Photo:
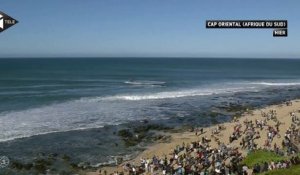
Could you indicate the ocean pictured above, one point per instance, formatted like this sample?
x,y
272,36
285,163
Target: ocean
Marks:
x,y
70,105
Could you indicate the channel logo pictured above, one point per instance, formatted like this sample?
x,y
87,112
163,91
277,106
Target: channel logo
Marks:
x,y
6,21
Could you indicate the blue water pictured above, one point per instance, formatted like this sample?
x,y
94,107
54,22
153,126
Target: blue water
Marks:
x,y
40,96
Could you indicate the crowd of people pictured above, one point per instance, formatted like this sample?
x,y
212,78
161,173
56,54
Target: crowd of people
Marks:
x,y
200,158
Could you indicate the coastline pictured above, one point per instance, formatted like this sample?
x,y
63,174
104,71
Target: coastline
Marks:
x,y
163,149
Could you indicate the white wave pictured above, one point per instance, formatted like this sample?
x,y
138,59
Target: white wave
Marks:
x,y
176,94
276,83
145,82
95,112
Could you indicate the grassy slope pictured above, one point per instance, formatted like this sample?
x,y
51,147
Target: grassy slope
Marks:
x,y
261,156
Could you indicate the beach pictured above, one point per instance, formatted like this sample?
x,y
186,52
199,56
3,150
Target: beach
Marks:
x,y
95,111
283,115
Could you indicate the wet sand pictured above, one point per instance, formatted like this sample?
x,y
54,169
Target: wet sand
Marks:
x,y
160,149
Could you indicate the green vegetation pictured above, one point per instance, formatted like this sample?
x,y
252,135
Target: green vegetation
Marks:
x,y
261,156
294,170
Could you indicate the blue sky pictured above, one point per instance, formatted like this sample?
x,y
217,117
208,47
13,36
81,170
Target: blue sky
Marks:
x,y
148,28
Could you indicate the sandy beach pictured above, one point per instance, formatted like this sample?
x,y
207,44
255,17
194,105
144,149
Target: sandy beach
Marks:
x,y
222,133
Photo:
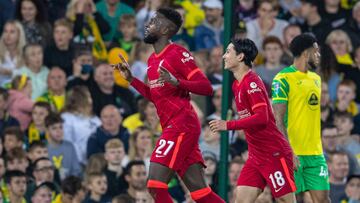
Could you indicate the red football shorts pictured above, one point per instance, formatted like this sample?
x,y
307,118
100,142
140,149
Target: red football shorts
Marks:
x,y
277,173
177,150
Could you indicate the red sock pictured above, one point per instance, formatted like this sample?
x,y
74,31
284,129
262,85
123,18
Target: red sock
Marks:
x,y
159,191
205,195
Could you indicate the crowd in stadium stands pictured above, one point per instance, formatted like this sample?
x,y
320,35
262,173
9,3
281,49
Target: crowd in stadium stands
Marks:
x,y
72,130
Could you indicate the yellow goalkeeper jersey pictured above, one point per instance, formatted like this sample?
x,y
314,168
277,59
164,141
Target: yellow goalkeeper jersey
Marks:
x,y
301,92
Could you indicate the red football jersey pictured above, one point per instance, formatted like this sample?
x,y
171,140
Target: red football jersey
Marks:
x,y
262,135
173,103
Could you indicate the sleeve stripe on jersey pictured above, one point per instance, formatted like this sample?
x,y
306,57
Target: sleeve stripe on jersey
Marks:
x,y
258,105
192,73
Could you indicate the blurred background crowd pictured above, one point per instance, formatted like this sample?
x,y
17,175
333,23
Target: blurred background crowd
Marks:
x,y
72,130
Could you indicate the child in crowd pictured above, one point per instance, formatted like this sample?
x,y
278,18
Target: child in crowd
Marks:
x,y
37,129
97,186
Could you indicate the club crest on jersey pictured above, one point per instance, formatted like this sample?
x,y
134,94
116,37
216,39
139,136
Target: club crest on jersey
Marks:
x,y
254,88
253,85
187,58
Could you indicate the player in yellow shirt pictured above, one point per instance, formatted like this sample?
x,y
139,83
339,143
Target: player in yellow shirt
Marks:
x,y
296,100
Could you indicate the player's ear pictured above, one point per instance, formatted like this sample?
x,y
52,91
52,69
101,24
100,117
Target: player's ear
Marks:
x,y
240,57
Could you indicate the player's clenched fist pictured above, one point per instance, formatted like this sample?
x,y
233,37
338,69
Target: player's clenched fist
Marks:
x,y
124,69
217,125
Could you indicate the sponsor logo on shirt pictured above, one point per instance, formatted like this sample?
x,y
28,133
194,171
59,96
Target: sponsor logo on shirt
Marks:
x,y
187,58
244,114
155,84
254,88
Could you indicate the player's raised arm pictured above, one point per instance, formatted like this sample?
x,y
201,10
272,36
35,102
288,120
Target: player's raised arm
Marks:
x,y
193,79
124,69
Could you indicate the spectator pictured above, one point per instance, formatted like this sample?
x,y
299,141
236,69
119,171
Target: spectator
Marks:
x,y
290,32
112,10
328,71
37,150
265,24
55,95
19,103
273,50
43,193
16,184
6,120
210,33
32,14
211,142
111,128
43,171
97,186
61,152
344,122
183,36
246,10
56,9
96,164
339,169
11,50
60,53
330,142
340,43
126,36
214,72
79,121
123,198
135,176
216,102
345,97
334,14
13,138
141,145
144,15
146,116
353,73
314,23
35,69
139,68
114,155
16,160
72,190
352,189
353,27
102,86
82,66
7,7
89,26
37,128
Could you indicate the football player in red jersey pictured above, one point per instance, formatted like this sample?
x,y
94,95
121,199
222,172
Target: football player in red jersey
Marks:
x,y
172,75
270,159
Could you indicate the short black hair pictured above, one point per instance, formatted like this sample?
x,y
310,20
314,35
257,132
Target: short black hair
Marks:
x,y
71,185
13,173
301,43
248,48
173,16
38,160
53,118
131,164
36,144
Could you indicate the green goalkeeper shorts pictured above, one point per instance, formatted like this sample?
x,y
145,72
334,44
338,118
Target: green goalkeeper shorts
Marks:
x,y
312,174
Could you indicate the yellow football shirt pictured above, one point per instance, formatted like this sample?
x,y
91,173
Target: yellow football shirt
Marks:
x,y
301,92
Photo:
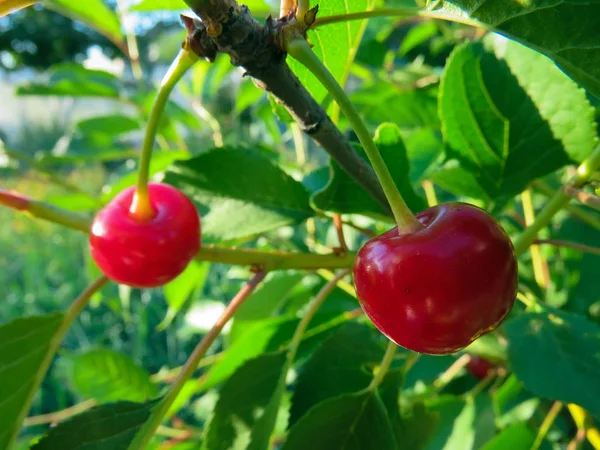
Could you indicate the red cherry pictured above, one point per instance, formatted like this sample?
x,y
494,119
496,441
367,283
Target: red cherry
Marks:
x,y
146,253
438,289
479,367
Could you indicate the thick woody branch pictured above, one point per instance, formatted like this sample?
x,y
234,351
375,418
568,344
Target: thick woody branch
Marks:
x,y
229,28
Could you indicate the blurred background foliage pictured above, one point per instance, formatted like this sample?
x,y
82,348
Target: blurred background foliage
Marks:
x,y
75,99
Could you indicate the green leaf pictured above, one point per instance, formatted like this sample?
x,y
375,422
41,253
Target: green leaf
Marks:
x,y
512,116
566,31
516,437
104,427
24,344
566,347
94,13
178,291
106,376
266,301
343,357
381,102
74,80
358,421
343,195
464,424
244,403
414,429
335,44
453,178
112,124
258,198
251,344
10,6
417,428
256,6
418,35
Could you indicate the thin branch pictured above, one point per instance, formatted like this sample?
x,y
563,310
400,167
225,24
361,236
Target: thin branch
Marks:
x,y
235,256
547,424
574,245
540,266
339,228
311,311
576,211
59,416
591,200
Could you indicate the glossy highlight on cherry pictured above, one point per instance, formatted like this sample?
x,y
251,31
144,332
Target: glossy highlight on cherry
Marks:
x,y
438,289
146,253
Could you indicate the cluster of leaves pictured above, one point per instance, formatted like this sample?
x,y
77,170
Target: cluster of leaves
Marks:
x,y
493,120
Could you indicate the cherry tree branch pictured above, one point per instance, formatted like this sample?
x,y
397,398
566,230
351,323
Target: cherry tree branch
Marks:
x,y
229,28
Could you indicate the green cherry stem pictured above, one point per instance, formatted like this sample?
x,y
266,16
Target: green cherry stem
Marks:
x,y
268,260
384,366
141,207
69,317
191,364
43,210
579,213
299,49
558,201
303,7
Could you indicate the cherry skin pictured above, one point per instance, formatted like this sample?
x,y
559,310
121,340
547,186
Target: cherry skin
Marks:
x,y
480,367
146,253
438,289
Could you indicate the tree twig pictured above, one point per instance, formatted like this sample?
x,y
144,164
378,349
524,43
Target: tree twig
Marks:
x,y
229,28
339,228
587,199
574,245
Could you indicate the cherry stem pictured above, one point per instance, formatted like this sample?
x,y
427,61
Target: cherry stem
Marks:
x,y
558,201
311,310
547,424
268,260
339,228
586,198
46,211
299,49
540,268
69,317
576,211
191,364
303,8
141,206
389,12
384,366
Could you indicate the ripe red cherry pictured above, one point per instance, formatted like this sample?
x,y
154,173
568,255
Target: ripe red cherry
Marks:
x,y
479,367
438,289
146,253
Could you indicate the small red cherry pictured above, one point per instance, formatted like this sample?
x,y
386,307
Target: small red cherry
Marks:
x,y
146,253
479,367
438,289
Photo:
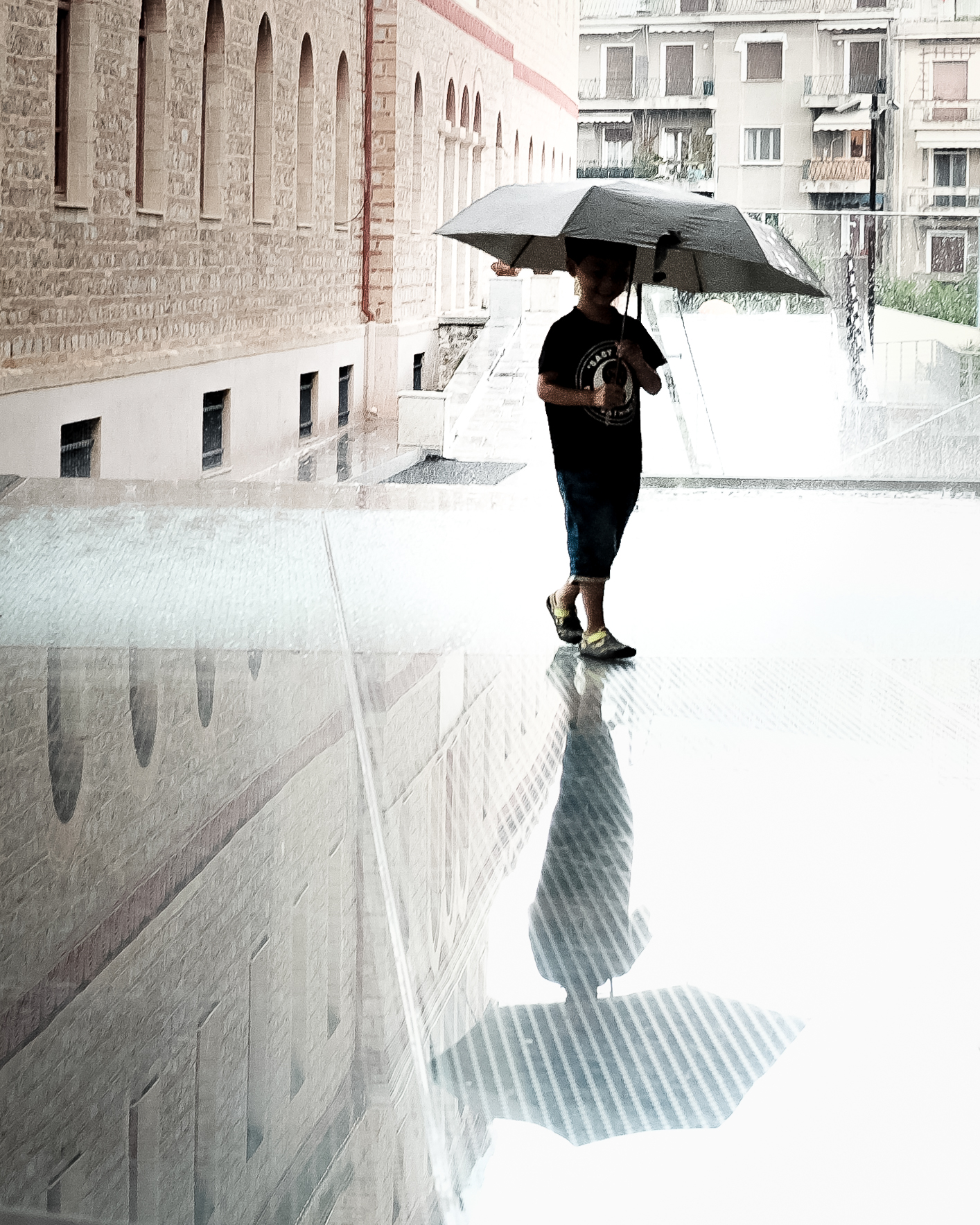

--------------------------------------------------

* Objectif
Donnez sous forme de liste numérotée, sans les lignes vides, tout le matériel depuis la ligne contenant "Could you indicate the small" jusqu'à la fin, en laissant les images de côté.

* Réponse complète
1. Could you indicate the small red cherry pictured above, one point per instance, formatted like this sample?
2. x,y
3. 386,307
4. Target: small red cherry
5. Marks:
6. x,y
7. 146,253
8. 479,367
9. 438,289
10. Photo:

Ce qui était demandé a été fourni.